▸ **ASSIGNMENT**
Start at the line with "Target: shirt collar" in the records below, stop at the line with "x=645, y=727", and return every line in that span exactly, the two end lines included.

RECORD SET section start

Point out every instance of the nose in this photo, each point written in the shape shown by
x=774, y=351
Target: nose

RECORD SET section end
RECORD SET section start

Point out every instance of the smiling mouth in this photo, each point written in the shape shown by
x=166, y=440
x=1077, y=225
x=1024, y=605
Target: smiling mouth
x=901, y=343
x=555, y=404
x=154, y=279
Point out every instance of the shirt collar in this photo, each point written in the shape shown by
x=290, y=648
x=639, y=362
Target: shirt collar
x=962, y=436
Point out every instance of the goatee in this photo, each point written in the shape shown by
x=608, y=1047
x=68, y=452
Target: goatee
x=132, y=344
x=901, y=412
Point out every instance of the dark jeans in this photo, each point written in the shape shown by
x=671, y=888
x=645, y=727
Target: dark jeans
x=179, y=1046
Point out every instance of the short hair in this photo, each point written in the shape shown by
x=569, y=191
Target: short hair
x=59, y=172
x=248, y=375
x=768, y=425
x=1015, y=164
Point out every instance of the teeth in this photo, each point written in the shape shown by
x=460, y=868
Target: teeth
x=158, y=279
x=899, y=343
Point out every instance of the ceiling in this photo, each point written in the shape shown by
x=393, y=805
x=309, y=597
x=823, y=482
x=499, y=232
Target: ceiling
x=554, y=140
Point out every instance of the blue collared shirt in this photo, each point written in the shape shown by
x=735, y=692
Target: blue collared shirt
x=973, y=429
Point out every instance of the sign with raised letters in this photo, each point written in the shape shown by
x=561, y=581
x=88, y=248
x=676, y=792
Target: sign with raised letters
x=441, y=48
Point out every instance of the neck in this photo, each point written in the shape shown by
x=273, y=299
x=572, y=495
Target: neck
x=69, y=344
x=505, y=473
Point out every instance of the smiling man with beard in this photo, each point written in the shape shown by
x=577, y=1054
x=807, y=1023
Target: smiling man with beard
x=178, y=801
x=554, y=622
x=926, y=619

RECORD SET section end

▸ **RESULT**
Target: shirt collar
x=962, y=436
Point out every instance of the goatee in this photo, each point written in the shape shown by
x=608, y=1047
x=68, y=452
Target: goatee
x=132, y=344
x=901, y=412
Point out every instance of the dark jeans in this photo, each point written in the shape shown by
x=671, y=888
x=645, y=727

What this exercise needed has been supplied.